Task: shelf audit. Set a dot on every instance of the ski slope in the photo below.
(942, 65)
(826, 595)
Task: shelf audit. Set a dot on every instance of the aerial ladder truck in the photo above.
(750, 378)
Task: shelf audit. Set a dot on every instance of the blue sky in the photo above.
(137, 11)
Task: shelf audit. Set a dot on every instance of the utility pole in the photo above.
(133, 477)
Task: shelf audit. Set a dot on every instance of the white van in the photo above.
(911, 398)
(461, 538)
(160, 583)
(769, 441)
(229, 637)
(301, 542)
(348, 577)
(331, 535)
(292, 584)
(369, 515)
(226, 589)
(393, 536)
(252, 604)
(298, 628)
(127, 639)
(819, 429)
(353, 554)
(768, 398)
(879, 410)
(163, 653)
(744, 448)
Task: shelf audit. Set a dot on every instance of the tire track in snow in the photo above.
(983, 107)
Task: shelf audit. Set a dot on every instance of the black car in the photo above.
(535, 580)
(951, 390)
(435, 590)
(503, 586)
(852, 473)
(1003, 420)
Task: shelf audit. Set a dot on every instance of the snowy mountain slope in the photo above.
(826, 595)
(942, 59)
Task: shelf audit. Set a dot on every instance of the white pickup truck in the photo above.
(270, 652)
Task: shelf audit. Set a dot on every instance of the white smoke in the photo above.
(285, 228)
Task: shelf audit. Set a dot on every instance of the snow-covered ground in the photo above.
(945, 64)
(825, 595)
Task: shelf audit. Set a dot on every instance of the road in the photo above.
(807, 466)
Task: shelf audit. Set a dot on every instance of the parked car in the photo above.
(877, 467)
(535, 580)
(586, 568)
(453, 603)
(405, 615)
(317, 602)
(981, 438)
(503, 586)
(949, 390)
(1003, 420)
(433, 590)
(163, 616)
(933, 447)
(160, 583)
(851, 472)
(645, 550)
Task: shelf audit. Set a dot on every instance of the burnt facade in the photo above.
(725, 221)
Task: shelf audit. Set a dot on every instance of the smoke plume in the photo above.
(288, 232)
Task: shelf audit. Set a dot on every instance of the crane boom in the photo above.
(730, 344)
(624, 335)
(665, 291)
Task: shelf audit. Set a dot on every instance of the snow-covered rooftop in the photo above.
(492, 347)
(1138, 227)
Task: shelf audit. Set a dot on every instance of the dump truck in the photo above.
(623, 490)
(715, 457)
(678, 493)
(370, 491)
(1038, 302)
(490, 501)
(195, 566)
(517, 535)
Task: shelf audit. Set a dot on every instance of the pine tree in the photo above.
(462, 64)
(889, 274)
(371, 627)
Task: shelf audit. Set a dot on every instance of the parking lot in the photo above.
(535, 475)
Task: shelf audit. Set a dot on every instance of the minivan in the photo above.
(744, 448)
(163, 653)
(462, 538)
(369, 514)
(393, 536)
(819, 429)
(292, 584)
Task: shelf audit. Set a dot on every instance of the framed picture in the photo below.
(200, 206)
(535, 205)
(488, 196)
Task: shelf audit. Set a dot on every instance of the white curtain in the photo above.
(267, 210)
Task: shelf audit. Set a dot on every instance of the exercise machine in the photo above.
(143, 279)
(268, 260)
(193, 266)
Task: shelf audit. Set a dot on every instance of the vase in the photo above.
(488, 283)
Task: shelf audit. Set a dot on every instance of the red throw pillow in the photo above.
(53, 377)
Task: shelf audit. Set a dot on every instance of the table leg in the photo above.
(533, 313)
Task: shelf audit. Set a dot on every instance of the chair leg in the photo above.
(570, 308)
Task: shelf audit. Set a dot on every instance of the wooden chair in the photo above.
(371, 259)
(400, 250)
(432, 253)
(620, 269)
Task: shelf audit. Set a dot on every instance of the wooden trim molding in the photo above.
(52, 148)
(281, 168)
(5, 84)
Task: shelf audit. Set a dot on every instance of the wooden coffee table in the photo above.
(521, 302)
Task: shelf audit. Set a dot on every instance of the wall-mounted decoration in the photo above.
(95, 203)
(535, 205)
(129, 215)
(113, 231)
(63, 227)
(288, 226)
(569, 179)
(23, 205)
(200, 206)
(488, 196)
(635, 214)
◆ ◆ ◆ ◆ ◆ ◆ ◆
What is expected:
Transcribe the records exactly as given.

Finished exercise:
Task: shelf audit. Set a dot on every instance of the ski slope in the photo below.
(942, 65)
(826, 595)
Task: shelf audit. Set a dot on every instance of the aerial ladder truck in the photo above.
(750, 378)
Task: shelf audit. Set a dot on every instance of the blue sky in the photo above.
(137, 11)
Task: shelf audit. Set a dot on every instance of the utility pole in the photo above.
(133, 477)
Task: shelf audit. Set a dot on every instance of the white van in the photo above.
(911, 398)
(461, 538)
(160, 583)
(769, 441)
(229, 637)
(301, 542)
(348, 577)
(331, 535)
(292, 584)
(369, 515)
(226, 589)
(393, 536)
(252, 604)
(298, 628)
(127, 639)
(819, 429)
(353, 554)
(768, 398)
(879, 410)
(163, 653)
(744, 448)
Task: shelf audit. Set a dot on every instance of the tire track in snow in the photo above.
(983, 107)
Task: shelf audit. Set a dot on every instance of the black car in the photo above.
(535, 580)
(951, 390)
(435, 590)
(503, 586)
(852, 473)
(1003, 420)
Task: shelf audit. Set a dot on every instance of the snowy mountain slope in the photo above.
(826, 595)
(942, 59)
Task: shelf audit. Set a dot on every instance of the white pickup truck in the photo above.
(270, 652)
Task: shelf audit. Set a dot on every instance of the white smoke in the photo above.
(285, 228)
Task: shelf audit. Set a dot on every instance of the snow-covered ground in the photo above.
(945, 64)
(825, 595)
Task: shelf audit. Set a dot on every instance of the road in the photo above.
(807, 466)
Task: shelf audit. Set a dot on every instance of the parked car in the photo above.
(877, 467)
(535, 580)
(586, 568)
(453, 603)
(405, 615)
(317, 602)
(981, 438)
(503, 586)
(949, 390)
(1003, 420)
(433, 590)
(163, 616)
(933, 447)
(160, 583)
(851, 472)
(645, 550)
Task: shelf audit. Set a dot on every instance of the burnt facade in the photo above.
(725, 221)
Task: shelf audit. Set a dot on every instance of the smoke plume in the photo above.
(288, 232)
Task: shelf audit. Set a dot on every instance of the crane boom in the photo above.
(730, 344)
(624, 335)
(665, 291)
Task: shelf audit. Set a dot on every instance of the snow-covered rooftop in the photo above.
(492, 347)
(1138, 227)
Task: shelf audit. Set a dot on every instance of the dump truck in the photo above.
(623, 490)
(715, 457)
(678, 493)
(370, 491)
(1038, 302)
(490, 501)
(195, 566)
(517, 535)
Task: shelf audit. Set a dot on every instance of the pine tree in the photo above.
(462, 64)
(889, 274)
(371, 627)
Task: shelf audit. Set a dot on every instance of the parking lot in the photo above.
(535, 475)
Task: shelf audit. Set a dot on every instance of the minivan in the photo above.
(744, 448)
(163, 653)
(462, 538)
(369, 514)
(393, 536)
(819, 429)
(292, 584)
Task: shelf audit. Set a dot on every instance of the framed picture in the photo below.
(200, 206)
(535, 205)
(488, 196)
Task: shelf audit. Set a dot on every instance of the white curtain in the photo above.
(267, 210)
Task: shelf audit. Set a dot on every instance of the exercise machine in the photo above.
(143, 279)
(268, 260)
(193, 266)
Task: shelf audit. Set a dot on every instance of the vase in the photo above.
(488, 283)
Task: shelf audit. Set a dot on every instance of the red throw pillow in the photo above.
(53, 377)
Task: shelf audit. Set a dot on every instance of the table leg in the photo above.
(533, 313)
Task: shelf audit. Set a dot on every instance of the chair leg in the photo above.
(570, 308)
Task: shelf audit. Set a dot on every instance of the wooden chair in the photo above.
(371, 259)
(400, 250)
(432, 253)
(620, 269)
Task: shelf audit. Set a dot on every instance of the wooden trim molding in the photo above.
(52, 148)
(281, 168)
(5, 84)
Task: shelf audit. Set a dot on every instance of the wooden coffee table in the photo above.
(521, 302)
Task: shelf audit. Set a dot on every instance of the wall-mounted decoration in the photo above.
(95, 203)
(535, 205)
(129, 215)
(113, 231)
(63, 227)
(288, 226)
(569, 179)
(23, 205)
(200, 206)
(488, 196)
(635, 214)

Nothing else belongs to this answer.